Start PROVIDED RECORDS

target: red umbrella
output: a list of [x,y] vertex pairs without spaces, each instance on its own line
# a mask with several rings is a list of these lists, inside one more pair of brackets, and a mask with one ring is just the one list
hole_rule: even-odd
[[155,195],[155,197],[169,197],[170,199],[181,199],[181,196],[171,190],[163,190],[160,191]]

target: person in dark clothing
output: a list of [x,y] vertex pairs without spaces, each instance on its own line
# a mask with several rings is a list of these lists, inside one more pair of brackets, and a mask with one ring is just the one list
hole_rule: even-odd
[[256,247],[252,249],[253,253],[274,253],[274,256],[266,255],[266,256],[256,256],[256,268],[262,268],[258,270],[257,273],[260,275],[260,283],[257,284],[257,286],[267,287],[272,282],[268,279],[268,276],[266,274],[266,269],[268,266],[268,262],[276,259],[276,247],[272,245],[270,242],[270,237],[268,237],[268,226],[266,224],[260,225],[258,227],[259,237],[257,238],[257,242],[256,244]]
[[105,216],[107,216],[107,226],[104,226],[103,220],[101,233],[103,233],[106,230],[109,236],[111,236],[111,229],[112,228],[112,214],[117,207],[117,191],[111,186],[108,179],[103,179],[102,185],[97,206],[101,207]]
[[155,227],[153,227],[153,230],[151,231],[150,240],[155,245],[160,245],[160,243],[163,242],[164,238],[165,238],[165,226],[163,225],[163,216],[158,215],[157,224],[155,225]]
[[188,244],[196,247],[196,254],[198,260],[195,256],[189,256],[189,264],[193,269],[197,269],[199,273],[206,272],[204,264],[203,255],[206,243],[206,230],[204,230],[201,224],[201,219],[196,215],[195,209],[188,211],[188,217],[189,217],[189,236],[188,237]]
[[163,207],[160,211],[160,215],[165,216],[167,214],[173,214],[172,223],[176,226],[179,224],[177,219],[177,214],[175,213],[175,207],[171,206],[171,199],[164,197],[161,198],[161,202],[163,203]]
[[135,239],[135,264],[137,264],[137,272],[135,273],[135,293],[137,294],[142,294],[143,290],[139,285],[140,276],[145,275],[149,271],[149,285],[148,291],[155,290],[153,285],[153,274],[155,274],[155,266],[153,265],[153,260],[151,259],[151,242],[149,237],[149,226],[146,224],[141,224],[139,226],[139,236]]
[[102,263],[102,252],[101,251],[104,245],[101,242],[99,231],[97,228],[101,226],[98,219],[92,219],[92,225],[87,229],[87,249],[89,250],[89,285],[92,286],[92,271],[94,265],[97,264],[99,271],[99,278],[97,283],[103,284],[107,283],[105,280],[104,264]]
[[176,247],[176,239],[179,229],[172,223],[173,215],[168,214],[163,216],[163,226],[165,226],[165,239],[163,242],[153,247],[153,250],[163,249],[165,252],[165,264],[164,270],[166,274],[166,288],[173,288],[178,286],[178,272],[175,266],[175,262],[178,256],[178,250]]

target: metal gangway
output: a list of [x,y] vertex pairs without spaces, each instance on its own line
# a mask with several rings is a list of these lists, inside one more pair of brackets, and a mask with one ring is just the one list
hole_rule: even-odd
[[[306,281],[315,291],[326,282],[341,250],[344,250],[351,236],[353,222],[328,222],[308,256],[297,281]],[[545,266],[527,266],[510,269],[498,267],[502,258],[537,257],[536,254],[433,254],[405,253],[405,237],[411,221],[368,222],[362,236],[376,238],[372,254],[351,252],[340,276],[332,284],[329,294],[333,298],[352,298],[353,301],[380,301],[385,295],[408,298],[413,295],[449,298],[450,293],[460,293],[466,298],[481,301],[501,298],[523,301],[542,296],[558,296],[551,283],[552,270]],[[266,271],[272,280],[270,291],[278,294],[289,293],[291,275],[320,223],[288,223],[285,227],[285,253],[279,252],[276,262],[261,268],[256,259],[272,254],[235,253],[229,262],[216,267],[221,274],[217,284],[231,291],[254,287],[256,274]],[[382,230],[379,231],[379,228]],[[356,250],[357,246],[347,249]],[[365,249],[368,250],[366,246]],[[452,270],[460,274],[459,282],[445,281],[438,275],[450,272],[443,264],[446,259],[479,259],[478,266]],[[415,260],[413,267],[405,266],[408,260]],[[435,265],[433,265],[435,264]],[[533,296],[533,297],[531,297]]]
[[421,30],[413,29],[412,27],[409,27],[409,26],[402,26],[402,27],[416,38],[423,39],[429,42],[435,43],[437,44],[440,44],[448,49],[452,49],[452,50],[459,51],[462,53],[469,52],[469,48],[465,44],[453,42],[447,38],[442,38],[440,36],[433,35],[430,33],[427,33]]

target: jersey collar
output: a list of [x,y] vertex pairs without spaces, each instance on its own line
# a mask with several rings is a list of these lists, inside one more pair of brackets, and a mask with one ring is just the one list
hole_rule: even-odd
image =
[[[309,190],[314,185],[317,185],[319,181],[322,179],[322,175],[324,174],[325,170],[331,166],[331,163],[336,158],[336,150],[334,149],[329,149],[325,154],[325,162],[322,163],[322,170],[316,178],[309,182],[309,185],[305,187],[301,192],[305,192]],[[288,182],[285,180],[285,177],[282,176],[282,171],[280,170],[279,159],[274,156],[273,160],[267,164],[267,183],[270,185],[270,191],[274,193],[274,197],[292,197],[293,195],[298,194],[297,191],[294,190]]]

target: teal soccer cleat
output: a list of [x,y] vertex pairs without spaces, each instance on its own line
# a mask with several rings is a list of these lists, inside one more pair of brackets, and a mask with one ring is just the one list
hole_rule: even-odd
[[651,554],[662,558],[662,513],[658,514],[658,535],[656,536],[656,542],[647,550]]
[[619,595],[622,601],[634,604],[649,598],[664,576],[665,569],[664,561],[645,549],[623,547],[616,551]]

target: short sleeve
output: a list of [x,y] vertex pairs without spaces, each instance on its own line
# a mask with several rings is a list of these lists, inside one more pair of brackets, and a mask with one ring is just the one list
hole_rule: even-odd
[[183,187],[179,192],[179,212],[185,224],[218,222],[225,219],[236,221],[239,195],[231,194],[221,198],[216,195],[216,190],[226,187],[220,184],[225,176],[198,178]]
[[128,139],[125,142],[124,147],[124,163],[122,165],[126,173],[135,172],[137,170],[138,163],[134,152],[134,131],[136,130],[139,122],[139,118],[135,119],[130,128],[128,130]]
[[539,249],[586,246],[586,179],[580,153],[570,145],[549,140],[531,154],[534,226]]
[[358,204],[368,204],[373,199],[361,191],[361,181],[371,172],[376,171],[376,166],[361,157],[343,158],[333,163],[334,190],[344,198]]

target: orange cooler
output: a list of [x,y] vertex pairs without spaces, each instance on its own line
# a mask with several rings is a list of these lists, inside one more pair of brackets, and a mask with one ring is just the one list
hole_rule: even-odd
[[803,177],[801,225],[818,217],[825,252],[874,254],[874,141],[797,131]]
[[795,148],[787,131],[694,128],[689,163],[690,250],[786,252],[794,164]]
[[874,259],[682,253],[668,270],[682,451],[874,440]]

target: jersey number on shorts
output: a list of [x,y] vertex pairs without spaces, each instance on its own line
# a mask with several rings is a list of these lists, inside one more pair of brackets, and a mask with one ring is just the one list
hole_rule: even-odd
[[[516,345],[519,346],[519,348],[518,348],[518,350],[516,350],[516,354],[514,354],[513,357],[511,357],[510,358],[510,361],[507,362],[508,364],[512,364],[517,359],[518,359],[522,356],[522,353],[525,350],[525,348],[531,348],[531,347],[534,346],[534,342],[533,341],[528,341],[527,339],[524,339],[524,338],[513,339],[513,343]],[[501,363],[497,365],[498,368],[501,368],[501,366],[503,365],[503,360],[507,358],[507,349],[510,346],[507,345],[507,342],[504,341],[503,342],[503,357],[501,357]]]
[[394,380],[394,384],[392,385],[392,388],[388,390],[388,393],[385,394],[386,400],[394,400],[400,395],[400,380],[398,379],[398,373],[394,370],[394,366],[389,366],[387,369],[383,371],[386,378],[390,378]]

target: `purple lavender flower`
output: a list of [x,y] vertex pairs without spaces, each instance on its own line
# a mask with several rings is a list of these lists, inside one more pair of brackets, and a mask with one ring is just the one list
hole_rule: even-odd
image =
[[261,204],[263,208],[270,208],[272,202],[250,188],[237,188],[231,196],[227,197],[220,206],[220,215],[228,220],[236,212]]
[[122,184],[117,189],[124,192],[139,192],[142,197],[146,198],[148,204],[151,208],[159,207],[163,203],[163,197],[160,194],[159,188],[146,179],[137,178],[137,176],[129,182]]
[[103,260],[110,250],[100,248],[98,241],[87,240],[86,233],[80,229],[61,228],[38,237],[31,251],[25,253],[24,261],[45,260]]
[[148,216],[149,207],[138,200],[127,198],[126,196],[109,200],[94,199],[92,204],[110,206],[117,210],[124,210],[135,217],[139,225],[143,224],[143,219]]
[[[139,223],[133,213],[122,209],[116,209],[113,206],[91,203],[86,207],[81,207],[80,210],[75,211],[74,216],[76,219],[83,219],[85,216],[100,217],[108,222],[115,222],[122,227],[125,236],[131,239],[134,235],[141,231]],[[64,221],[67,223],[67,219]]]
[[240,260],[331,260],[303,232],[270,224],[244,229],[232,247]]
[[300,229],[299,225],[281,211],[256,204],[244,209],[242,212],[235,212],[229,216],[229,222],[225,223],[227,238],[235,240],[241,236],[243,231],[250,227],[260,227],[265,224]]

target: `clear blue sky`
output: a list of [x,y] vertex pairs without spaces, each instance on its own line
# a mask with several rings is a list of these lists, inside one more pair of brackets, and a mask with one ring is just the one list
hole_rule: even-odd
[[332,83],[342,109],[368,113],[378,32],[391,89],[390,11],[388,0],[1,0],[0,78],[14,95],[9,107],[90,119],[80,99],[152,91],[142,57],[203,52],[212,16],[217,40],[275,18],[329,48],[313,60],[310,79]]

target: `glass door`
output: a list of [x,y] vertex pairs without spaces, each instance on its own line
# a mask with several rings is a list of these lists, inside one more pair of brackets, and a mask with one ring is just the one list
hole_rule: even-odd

End PROVIDED RECORDS

EXERCISE REQUIREMENTS
Can you put the stretch of records from the line containing "target: orange cooler" through the line containing "[[874,259],[682,253],[668,270],[682,451],[874,440]]" into a Markdown table with the columns Row and Line, leaving out any blank lines?

RESULT OF THIS EXERCISE
| Row | Line |
|---|---|
| 1 | target: orange cooler |
| 2 | output: a list of [x,y] vertex pairs without spaces, each instance on its own line |
| 3 | # a mask with several rings is a list of these lists, inside one more pair of brackets, and a mask with one ring is just the one list |
| 4 | hole_rule: even-odd |
| 5 | [[803,177],[801,225],[818,217],[825,252],[874,254],[874,141],[797,131]] |
| 6 | [[795,148],[787,131],[694,128],[689,163],[690,250],[786,252],[794,164]] |
| 7 | [[874,259],[682,253],[668,270],[682,451],[874,440]] |